(Task to complete):
Can you rewrite every one of the items below with "MUST" switched to "SHALL" throughout, changing nothing else and leaving the pictures out of your answer?

******

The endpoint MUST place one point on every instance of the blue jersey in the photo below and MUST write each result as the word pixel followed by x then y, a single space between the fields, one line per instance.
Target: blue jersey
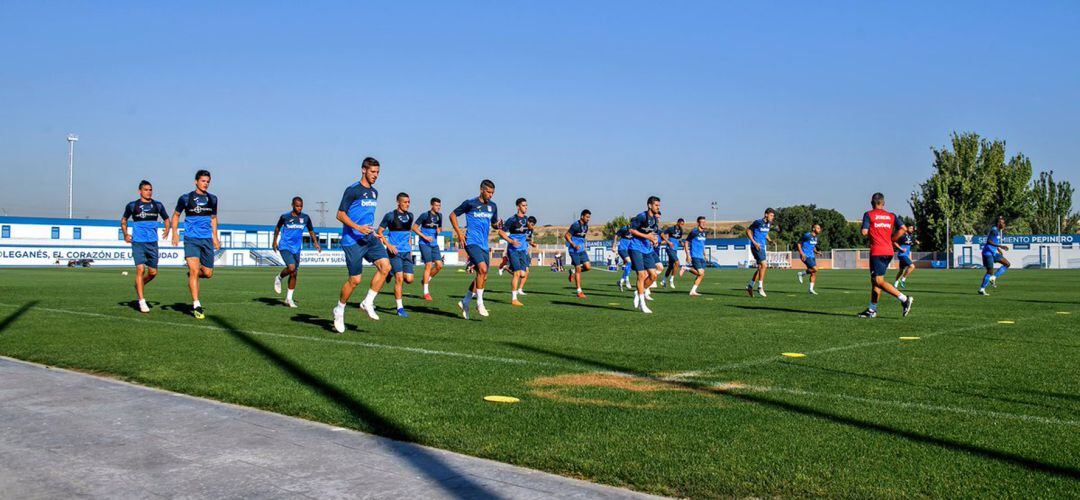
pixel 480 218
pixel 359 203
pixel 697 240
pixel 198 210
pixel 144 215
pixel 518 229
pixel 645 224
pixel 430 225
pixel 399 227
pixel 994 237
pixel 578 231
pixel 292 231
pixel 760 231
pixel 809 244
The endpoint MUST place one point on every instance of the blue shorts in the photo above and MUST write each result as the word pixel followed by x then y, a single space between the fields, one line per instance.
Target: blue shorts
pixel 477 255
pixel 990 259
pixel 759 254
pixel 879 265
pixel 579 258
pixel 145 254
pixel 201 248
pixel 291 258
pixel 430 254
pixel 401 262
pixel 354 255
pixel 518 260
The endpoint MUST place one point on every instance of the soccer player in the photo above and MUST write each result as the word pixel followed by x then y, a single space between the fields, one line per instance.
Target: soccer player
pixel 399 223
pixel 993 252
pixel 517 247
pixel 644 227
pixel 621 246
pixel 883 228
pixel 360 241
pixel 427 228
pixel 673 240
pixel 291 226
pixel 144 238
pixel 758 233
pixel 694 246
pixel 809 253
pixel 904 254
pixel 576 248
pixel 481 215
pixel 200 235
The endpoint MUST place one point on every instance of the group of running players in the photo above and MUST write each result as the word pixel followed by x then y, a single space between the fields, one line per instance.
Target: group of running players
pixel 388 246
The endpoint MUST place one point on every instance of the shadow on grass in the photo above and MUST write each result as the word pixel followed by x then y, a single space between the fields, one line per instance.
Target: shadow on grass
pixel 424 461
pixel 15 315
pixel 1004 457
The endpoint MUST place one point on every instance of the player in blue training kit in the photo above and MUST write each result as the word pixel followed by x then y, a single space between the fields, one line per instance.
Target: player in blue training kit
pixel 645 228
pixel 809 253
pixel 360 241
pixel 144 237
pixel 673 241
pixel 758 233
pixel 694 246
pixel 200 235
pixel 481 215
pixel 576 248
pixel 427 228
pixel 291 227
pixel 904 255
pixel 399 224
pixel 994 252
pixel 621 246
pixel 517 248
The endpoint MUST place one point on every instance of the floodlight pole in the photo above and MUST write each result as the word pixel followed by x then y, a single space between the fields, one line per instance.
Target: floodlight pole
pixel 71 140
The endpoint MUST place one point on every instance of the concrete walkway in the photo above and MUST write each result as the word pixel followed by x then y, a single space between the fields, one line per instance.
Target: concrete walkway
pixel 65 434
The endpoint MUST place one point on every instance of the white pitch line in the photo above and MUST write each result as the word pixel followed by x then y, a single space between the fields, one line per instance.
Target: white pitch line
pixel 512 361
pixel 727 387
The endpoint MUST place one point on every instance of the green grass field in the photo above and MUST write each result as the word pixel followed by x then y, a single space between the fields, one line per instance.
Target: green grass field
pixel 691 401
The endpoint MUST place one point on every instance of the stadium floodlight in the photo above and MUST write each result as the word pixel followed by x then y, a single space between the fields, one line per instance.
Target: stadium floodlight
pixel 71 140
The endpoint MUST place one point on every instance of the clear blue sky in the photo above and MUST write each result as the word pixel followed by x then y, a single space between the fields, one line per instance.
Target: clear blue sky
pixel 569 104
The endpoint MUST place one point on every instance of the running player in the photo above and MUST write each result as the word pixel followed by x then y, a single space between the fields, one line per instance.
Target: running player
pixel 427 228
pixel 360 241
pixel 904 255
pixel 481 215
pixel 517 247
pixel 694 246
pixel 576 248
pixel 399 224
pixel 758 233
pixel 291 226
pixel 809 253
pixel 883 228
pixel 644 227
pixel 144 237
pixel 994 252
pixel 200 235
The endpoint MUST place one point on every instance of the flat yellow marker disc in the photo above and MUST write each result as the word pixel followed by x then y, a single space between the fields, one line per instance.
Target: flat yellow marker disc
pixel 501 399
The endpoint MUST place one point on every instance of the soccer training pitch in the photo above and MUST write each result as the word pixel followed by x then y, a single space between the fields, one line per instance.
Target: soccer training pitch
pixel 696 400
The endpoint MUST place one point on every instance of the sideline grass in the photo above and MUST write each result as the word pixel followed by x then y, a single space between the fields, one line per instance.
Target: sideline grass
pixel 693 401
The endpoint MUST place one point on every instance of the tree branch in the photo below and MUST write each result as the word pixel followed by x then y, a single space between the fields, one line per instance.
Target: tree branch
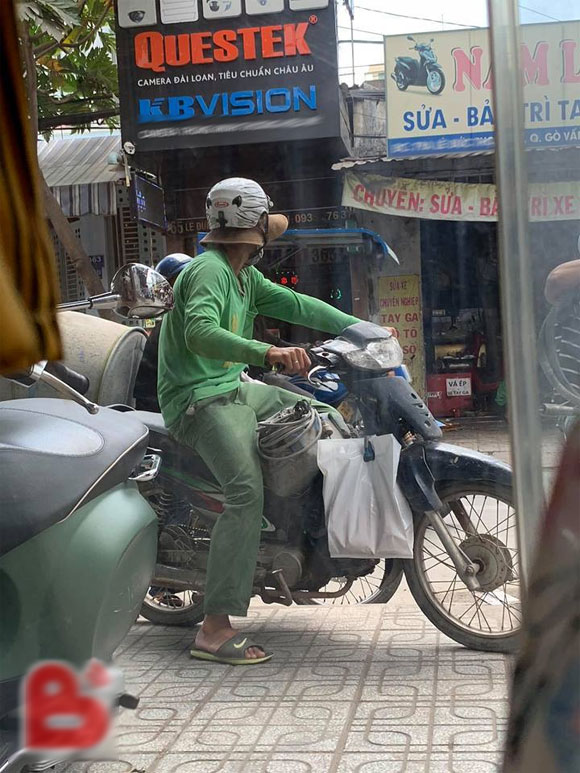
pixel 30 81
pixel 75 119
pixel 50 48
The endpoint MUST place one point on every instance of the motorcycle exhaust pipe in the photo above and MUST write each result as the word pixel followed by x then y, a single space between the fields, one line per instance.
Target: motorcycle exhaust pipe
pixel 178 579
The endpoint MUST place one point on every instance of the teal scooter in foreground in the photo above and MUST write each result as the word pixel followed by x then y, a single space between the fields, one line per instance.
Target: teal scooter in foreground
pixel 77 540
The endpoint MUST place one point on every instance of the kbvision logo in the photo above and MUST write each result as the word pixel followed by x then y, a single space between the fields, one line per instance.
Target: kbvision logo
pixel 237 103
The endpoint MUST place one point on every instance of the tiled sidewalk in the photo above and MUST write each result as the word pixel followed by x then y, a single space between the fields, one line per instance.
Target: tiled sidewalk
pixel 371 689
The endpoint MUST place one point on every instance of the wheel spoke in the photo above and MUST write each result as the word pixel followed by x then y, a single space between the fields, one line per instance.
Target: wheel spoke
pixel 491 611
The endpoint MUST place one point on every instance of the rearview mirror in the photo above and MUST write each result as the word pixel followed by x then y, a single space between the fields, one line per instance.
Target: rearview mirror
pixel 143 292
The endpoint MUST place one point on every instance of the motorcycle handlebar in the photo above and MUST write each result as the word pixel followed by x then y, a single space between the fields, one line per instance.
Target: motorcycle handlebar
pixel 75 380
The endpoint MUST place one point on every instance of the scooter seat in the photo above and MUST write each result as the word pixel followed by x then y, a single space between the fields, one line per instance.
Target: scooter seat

******

(Output for this exercise):
The endpoint SHALL place one point on every instance of the blue jersey in the photo below and SHALL write each result as the word pixel followed by x then y, a single space between the fields, one line per instance.
Target: blue jersey
pixel 480 218
pixel 359 203
pixel 697 240
pixel 198 210
pixel 144 215
pixel 518 229
pixel 645 224
pixel 430 225
pixel 399 227
pixel 994 237
pixel 578 231
pixel 292 231
pixel 760 231
pixel 809 244
The endpoint SHALL place one point on every instance of the blue shorts in the photo above and SHALL write each result as the word pixel followed by x then y, a single space between the fields, one line per instance.
Target: blue shorts
pixel 477 255
pixel 990 259
pixel 759 254
pixel 879 265
pixel 579 258
pixel 145 254
pixel 201 248
pixel 291 258
pixel 430 254
pixel 401 262
pixel 354 255
pixel 518 260
The endpoint SHALL place one point on every instance of the soccer player in the photo above and SHALL write each result as the word pixel followed by x then y, a single space between the fields, one line per instance.
Target: soccer player
pixel 399 223
pixel 993 252
pixel 517 247
pixel 644 227
pixel 621 246
pixel 883 228
pixel 360 241
pixel 427 228
pixel 673 240
pixel 291 226
pixel 144 238
pixel 758 233
pixel 694 246
pixel 809 253
pixel 904 254
pixel 576 248
pixel 481 215
pixel 200 235
The endpoint SHALL place one point on every instance of the group of running players in the photo above and SHALL write each result as the word pixel followed by x then y, a single space between the fields, one line per instance.
Target: group of running players
pixel 388 246
The endpoint SHALL place one point on every instance of the shadow on grass in the photo above and SHALL write each result as the word pixel followed by x then y, a single space between the fields, one line per instance.
Target: shadow on grass
pixel 424 461
pixel 15 315
pixel 1004 457
The endpoint SHALL place one point on every instance of the player in blue training kit in the photo above and SHALL write each result as the word pixel followed by x then y, a single space between the fields, one line per instance.
Target: player in blue training kit
pixel 645 228
pixel 809 253
pixel 360 241
pixel 144 237
pixel 673 241
pixel 758 233
pixel 694 246
pixel 200 235
pixel 481 215
pixel 576 248
pixel 427 228
pixel 291 227
pixel 904 255
pixel 399 224
pixel 994 252
pixel 621 246
pixel 517 248
The endpoint SHALL place one point on every instance of the floodlight pole in the photo above and SHALL write each result as the word pixel followed by x then y, a single space between the fields, one line per instance.
Target: floodlight pole
pixel 71 140
The endpoint SHALL place one point on every instance of the concrete walkway in the photo above and SHALL write each result as the word pixel followed by x then y, a single space between the fields, one line per instance.
Target: concrete walkway
pixel 65 434
The endpoint SHALL place one point on every instance of the white pitch line in the photo above and SHALL write each result as the word pixel followed by x then y, a single space between the fields, one line per instance.
Target: white pitch line
pixel 512 361
pixel 727 387
The endpoint SHALL place one point on every instance of the green grass field in the photo above and SHALL write each result as the word pixel followed by x then y, a single space between the fields, one line per instance.
Target: green grass field
pixel 691 401
The endpoint SHALL place one point on every instance of the stadium floodlight in the photo above and SHALL write each result as the word pixel followed by x then y, a single space between the fields, one line per instance.
Target: stadium floodlight
pixel 71 140
The endpoint SHALL place one point on every instance of the clear blue sky in the photo above and SHALL write each result as the word pixel followed by x then y, a single space between the fields, one line per instance.
Target: clear blue sky
pixel 569 104
The endpoint SHALL place one point on every instance of the running player in the photo above and SHALL write each result as the word pixel followed by x then y, a single space between the fields, one line per instance.
Target: running player
pixel 427 228
pixel 360 241
pixel 904 255
pixel 481 215
pixel 517 247
pixel 694 246
pixel 576 248
pixel 399 224
pixel 758 233
pixel 291 226
pixel 809 253
pixel 883 228
pixel 644 227
pixel 144 237
pixel 994 252
pixel 200 235
The endpoint SHALL place one point on every instance of the flat yellow marker disc in the photo above and SHALL write each result as the word pixel followed by x then y, a single space between the fields, one line per instance.
Target: flat yellow marker disc
pixel 501 399
The endpoint SHALL place one point on every instance of the soccer training pitch in the photo above and SHALL write each result as the word pixel followed by x then y, a single space between the fields, one line per instance.
Target: soccer training pitch
pixel 696 400
The endpoint SHALL place one point on every instance of the sideline grass in the photo above and SHALL write each result as the word pixel followed by x then y, a single space between the fields, one line per instance.
Target: sideline grass
pixel 693 401
The endpoint SHALL place one point on every instance of the tree branch in the photo below and SHALL write each result as the word pixel followed by x then y, a single space between the fields, one line per instance.
Target: tree branch
pixel 30 81
pixel 75 119
pixel 50 48
The endpoint SHALL place one point on every instance of the motorcycle exhaust pipe in the photo above and SHALL write each result as the word pixel followed by x then y, a single space between the fields, one line per instance.
Target: motorcycle exhaust pipe
pixel 178 579
The endpoint SHALL place one point on every instance of the teal scooter in foreground in the photo above and SHALL write each result as the word pixel followed by x then y, a single space between the fields, one line per instance.
Target: teal scooter in foreground
pixel 77 540
The endpoint SHALL place one point on every instance of the kbvision logo in the photo above and SHALL write each result as the word pixel followed by x then y, a single space between the fields, one line per instance.
Target: kbvision logo
pixel 237 103
The endpoint SHALL place one point on every instance of the tiled sidewalk in the photo above and SHALL write each result as the word pixel followed by x then y, a single space between the fields, one line per instance.
Target: tiled sidewalk
pixel 371 689
The endpoint SHALL place one point on every instance of the wheel spoke in the photo above and SHALL write each result as the word pixel followed by x then y, a single space between the fields, one line per instance.
Target: wheel spoke
pixel 491 611
The endpoint SHALL place one point on every instance of the rearview mirror in the photo above and SHALL write each result as the word pixel followed by x then y, a single space between the fields, one line per instance.
Target: rearview mirror
pixel 143 292
The endpoint SHALL place one point on every instance of the motorcycle handlebar in the photo above and SHALL write each result as the word pixel followed by x then y, a single space between the fields, one line per instance.
Target: motorcycle handlebar
pixel 75 380
The endpoint SHALL place one point on every instance of the scooter seat in the photo above and SHALL write each result as the word pixel followed by x then y, a single space between the fields, one line per instance.
Target: scooter seat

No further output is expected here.